Your tasks
1. Copy a span of the article on Royalty Pharma's bid for Elan word for word, starting at "Justice Peter Kelly" and ending at "the United States.".
2. Answer these questions using the article on Royalty Pharma's bid for Elan:
(a) Which judge granted the injunction?
(b) On what day is the meeting of Elan shareholders to be held?
(c) How many injunctions have been granted in the takeover saga in the past 10 days?
3. Write the next part of the news article on Royalty Pharma's bid for Elan, picking up after its final sentence.

Excerpted passage

* Royalty wins relief to appeal Takeover Panel ruling
* Royalty bid contingent on shareholders rejecting votes
* U.S. firm says shareholders set to approve share buyback
By Padraic Halpin
DUBLIN, June 13 (Reuters) - Royalty Pharma won an Irish court injunction against a regulator on Thursday, allowing the U.S. company to appeal a ruling on conditions that threaten to scupper its hostile bid for Elan Corp.
Royalty, hoping to convince Elan shareholders to accept its bid in the face of opposition from the Irish drug firm’s board, received a blow last week when the state body that monitors takeovers ruled that it could not revise the terms of its offer.
Seeking to stop Elan pushing through two sets of defensive acquisitions at a meeting of shareholders on Monday, Royalty last month made its bid subject to them rejecting any resolution presented at the meeting.
Elan said only two of the four resolutions it planned to put forth would relate to the acquisitions Royalty opposes, so the U.S. company sought to limit its conditions to just those two resolutions. However, this was change forbidden by the Irish Takeover Panel.
Justice Peter Kelly agreed to grant the injunction on Thursday and said the court would meet again next Wednesday to decide if Royalty will be allowed to mount a challenge to the takeover board’s decision.
The injunction was the third granted in the past 10 days in a takeover saga that has become increasingly bitter. Elan last week won and subsequently dropped injunctions in courts in Ireland and the United States.
The temporary court relief stops the takeover panel from immediately affirming its ruling that Royalty would have to drop its bid if any of the resolutions are passed on Monday.

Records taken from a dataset
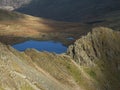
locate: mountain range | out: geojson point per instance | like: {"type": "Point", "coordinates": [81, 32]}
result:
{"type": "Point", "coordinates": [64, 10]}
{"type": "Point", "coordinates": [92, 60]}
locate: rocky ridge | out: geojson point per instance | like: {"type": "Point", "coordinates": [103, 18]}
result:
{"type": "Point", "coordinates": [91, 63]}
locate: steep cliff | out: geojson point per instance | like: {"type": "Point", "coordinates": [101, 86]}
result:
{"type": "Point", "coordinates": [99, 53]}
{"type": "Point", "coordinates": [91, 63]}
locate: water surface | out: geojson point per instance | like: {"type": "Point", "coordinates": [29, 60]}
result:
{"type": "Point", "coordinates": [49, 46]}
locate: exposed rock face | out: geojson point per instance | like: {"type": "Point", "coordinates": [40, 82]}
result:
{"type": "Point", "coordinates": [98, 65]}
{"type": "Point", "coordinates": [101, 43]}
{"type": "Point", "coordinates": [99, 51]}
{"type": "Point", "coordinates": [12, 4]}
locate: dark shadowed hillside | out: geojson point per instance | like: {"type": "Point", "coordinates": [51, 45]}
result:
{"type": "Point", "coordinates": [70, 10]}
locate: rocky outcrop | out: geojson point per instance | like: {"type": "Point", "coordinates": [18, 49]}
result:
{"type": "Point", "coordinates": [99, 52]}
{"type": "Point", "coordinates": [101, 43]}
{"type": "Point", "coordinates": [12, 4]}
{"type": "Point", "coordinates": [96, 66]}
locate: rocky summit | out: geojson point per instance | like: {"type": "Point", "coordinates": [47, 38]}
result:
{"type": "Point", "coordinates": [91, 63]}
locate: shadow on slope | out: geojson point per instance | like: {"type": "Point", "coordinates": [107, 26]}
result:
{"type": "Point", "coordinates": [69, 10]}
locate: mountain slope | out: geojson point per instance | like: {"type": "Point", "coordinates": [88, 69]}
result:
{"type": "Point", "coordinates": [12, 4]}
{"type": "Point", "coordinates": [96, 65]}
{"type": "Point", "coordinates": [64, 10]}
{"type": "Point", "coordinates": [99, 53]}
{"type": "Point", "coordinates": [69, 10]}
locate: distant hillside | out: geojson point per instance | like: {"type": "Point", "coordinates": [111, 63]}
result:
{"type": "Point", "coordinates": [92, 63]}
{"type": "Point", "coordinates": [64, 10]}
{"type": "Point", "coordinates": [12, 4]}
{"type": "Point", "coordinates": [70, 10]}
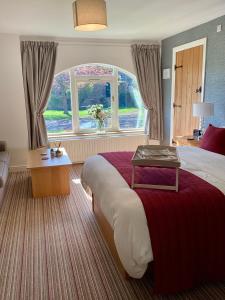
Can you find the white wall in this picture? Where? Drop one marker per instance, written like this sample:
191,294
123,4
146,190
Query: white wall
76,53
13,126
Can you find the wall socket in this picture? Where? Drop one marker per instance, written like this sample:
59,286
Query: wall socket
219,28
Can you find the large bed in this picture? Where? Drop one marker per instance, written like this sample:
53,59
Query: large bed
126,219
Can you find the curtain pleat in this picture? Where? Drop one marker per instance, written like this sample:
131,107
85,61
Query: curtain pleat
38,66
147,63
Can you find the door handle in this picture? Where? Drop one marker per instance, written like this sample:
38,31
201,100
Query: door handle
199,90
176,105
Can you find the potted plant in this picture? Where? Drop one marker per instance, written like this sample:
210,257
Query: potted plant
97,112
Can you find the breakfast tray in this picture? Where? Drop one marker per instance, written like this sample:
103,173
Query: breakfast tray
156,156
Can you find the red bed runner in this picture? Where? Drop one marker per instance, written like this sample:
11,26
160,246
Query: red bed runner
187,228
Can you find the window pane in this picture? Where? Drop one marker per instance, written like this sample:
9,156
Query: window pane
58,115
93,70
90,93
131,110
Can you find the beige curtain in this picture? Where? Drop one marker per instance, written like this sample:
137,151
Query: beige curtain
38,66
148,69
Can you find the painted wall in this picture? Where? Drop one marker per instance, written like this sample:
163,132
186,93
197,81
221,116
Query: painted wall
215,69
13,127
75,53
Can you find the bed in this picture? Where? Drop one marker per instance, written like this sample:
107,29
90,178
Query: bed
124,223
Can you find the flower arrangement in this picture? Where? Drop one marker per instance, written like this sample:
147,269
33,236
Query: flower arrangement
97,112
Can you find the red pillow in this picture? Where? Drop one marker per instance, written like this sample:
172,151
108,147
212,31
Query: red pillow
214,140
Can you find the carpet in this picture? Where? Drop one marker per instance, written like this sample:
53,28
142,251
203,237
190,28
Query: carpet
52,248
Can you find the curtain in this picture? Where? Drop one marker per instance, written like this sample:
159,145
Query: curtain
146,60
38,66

Answers given
1.
Justice Peter Kelly agreed to grant the injunction on Thursday and said the court would meet again next Wednesday to decide if Royalty will be allowed to mount a challenge to the takeover board’s decision.
The injunction was the third granted in the past 10 days in a takeover saga that has become increasingly bitter. Elan last week won and subsequently dropped injunctions in courts in Ireland and the United States.

2.
(a) Justice Peter Kelly
(b) Monday
(c) Three

3.
If the court rejects Royalty’s appeal, it will be forced to honour the original conditions and drop the bid if shareholders back either of the other two uncontentious resolutions - a share buyback and a drug spin-off aimed at cutting operating costs.
Citing a review it had undertaken of voters, Royalty claimed on Thursday that after 70 percent of Elan’s U.S. shareholders had lodged their response to the resolutions ahead of Monday’s meeting, it believed the vote on the buyback would be approved.
The majority of Elan’s shares are held in the United States.
Royalty’s current bid offers $13 in cash per share, compared with a previous $12.50. The latest bid added a clause known as a contingent value right (CVR) that could add a further $2.50 per share if blockbuster drug Tysabri hits certain sales milestones.
A source with direct knowledge of the situation told Reuters on Monday that Elan’s management, which has said it believes the company is worth $15.50 to $20.80 a share, would “seriously consider” a cash offer at the bottom of that range.